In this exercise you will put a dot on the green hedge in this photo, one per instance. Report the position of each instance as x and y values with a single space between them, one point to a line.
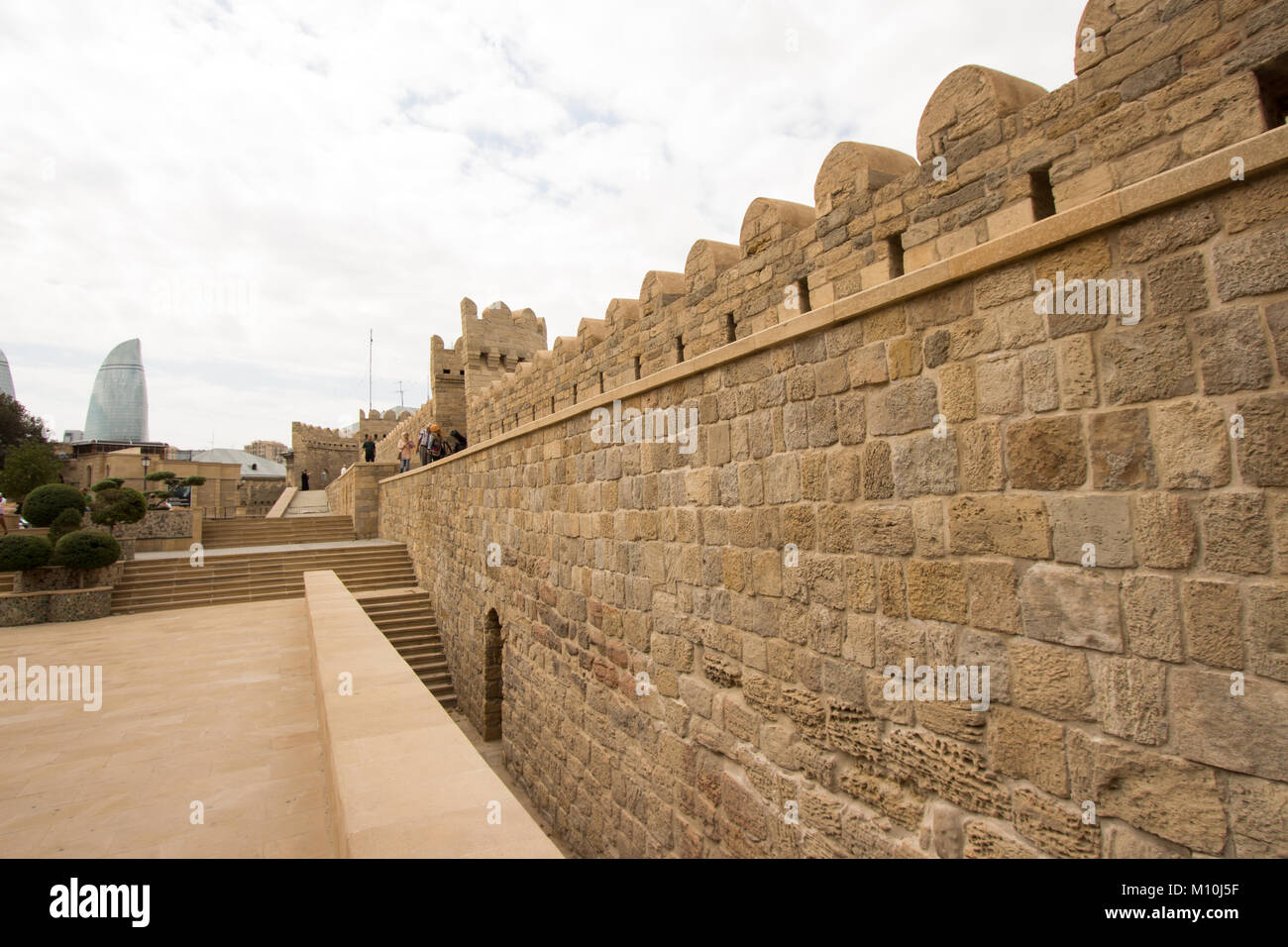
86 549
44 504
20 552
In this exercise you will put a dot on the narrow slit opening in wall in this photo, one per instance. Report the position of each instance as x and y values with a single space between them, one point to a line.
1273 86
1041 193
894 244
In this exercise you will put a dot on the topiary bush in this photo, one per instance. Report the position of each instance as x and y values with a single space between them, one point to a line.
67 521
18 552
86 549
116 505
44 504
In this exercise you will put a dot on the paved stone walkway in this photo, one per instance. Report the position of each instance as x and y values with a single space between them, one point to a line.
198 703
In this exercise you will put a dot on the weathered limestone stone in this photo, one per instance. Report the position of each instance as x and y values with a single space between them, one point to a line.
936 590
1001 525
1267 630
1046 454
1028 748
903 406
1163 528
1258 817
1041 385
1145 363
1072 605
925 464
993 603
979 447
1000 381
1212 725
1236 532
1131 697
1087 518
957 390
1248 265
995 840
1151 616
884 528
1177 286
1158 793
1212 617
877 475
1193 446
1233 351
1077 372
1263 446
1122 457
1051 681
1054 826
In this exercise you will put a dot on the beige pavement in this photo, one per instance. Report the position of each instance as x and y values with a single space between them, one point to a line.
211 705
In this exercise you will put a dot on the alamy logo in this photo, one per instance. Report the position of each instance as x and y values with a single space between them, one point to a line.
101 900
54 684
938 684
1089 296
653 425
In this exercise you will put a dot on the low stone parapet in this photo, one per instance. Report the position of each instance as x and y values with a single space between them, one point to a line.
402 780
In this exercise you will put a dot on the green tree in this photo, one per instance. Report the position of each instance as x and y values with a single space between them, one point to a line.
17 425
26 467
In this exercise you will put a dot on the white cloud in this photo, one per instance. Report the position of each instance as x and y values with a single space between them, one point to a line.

◆ Exercise prompt
What you produce should repeat the data word for word while omitting all images.

◆ Result of the exercise
In this exercise you will put a dot on the green hedge in this photo, one per instance. Report the position of each instance as x and y values with a single space between them, one point to a line.
86 549
44 504
20 552
In this exercise you will put a dot on the narrow slit opening in wall in this photo, one per instance. Report the position of each instance as x and y values with a single space between them, one point to a line.
1273 86
1041 193
894 244
In this exercise you will put a dot on the topiary bush in this photo, one per instance. Report the position of each instance as x and y values with a single space between them, one point to a line.
67 521
18 552
86 549
116 505
44 504
In this exercise you will put a dot on the paved stone walkway in this photo, one per instance. Report the position of each instance as x and y values with a single space between them, one point to a line.
198 703
In this exercise you will put a dot on the weathered limestone stone in this photo, one per instance. Report the position of each instance as x and y values with a single space between them, one point to a line.
936 590
1001 525
1267 630
1046 454
1028 748
903 406
1163 528
1258 817
1041 385
1145 363
1072 605
925 464
993 603
979 447
1000 381
1212 725
1236 532
1131 697
1087 518
957 390
1248 265
995 840
1151 616
884 528
1177 286
1158 793
1212 617
877 475
1193 446
1233 351
1077 372
1263 446
1122 457
1051 681
1054 826
In this exercise you will put a dot on the beige pavement in this photo, one per instance. Report the position of each instance as x and y values with a single space between them, one point to a line.
211 705
In this exercise you will put a dot on the alamy logo in this photo, one per instance. Report the position of each instance as x and y values with a single space between them, one point to a line.
101 900
54 684
938 684
1089 296
653 425
In this exercise you will put a dot on the low stone parapet in this photo, one per instance. Report the position of each instance as x and y values with a single space between them, one point to a line.
402 780
In this exercise you will put a dot on the green tree in this photo, one per instance. Report the position of each instance as x and y values with a single space between them, one point to a line.
17 425
26 467
In this exercise you will put a dot on the white cloud in this photo, one per instance. Report the position of each instance as x and y values with a single space between them, one point to a line.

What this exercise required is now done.